Activity →
Answer these from the CAMDA 2020 abstract below:
(a) In what year was it published?
(b) From how many cities did MetaSUB provide whole genome shotgun metagenomics data?
(c) Which machine learning method performed best, and with what error rate?

Supplied text →
Unraveling City-Specific Microbial Signatures and Identifying Sample Origins for the Data From CAMDA 2020 Metagenomic Geolocation Challenge
Author(s) -
Runzhi Zhang,
Dorothy Ellis,
Alejandro R. Walker,
Susmita Datta
Publication year - 2021
Publication title -
frontiers in genetics
Language(s) - English
Resource type - Journals
SCImago Journal Rank - 1.413
H-Index - 81
ISSN - 1664-8021
DOI - 10.3389/fgene.2021.659650
Subject(s) - metagenomics , geolocation , computational biology , biology , sample (material) , data science , computer science , data mining , evolutionary biology , genetics , world wide web , gene , chemistry , chromatography
The composition of microbial communities has been known to be location-specific. Investigating the microbial composition across different cities enables us to unravel city-specific microbial signatures and further predict the origin of unknown samples. As part of the CAMDA 2020 Metagenomic Geolocation Challenge, MetaSUB provided the whole genome shotgun (WGS) metagenomics data from samples across 28 cities along with non-microbial city data for 23 of these cities. In our solution to this challenge, we implemented feature selection, normalization, clustering and three methods of machine learning to classify the cities based on their microbial compositions. Of the three methods, multilayer perceptron obtained the best performance with an error rate of 19.60% based on whether the correct city received the highest or second highest number of votes for the test data contained in the main dataset. We then trained the model to predict the origins of samples from the mystery dataset by including these samples with the additional group label of “mystery.” The mystery dataset compromised of samples collected from a subset of the cities in the main dataset as well as samples collected from new cities. For samples from cities that belonged to the main dataset, error rates ranged from 18.18 to 72.7%. For samples from new cities that did not belong to the main dataset, 57.7% of the test samples could be correctly labeled as “mystery” samples. Furthermore, we also predicted some of the non-microbial features for the mystery samples from the cities that did not belong to main dataset to draw inferences and narrow the range of the possible sample origins using a multi-output multilayer perceptron algorithm.

Information shown →
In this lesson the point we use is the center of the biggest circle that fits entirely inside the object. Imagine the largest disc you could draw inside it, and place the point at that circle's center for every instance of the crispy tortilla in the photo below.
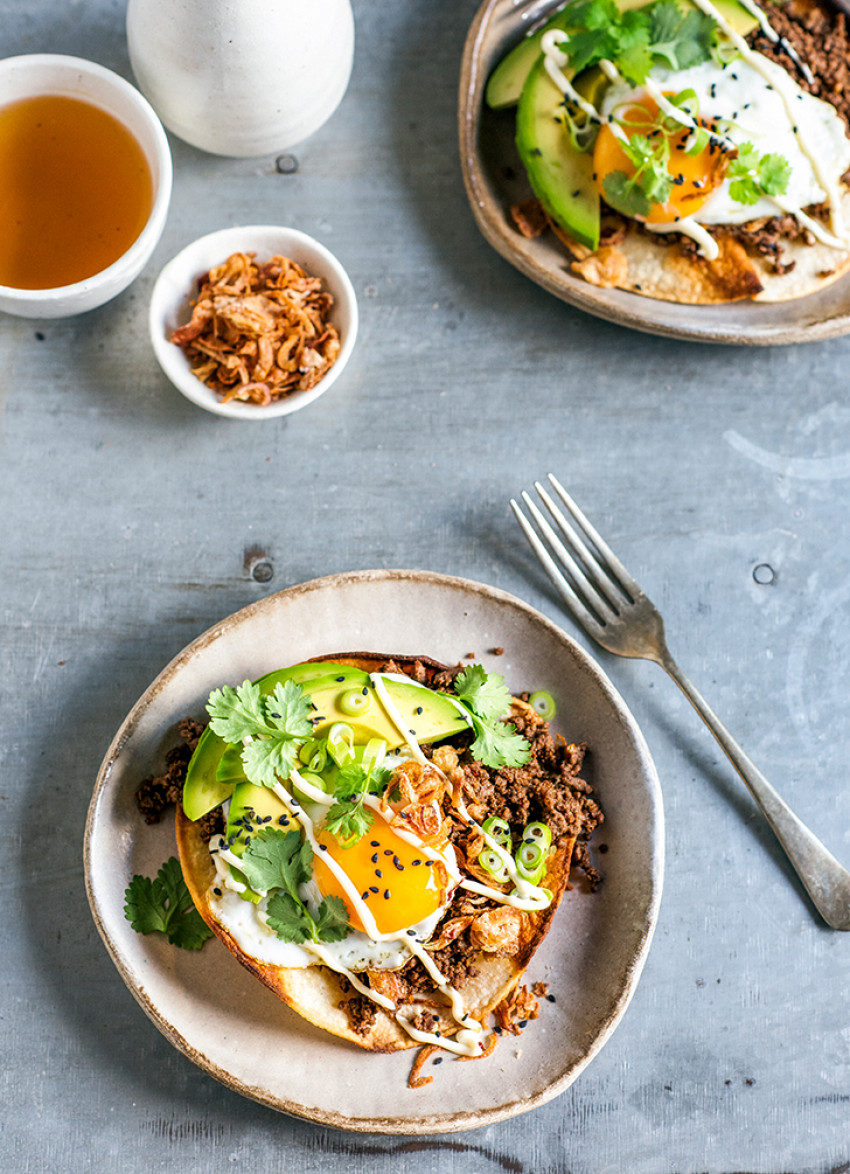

Output of the exercise →
(a) 2021
(b) 28
(c) Multilayer perceptron, with an error rate of 19.60%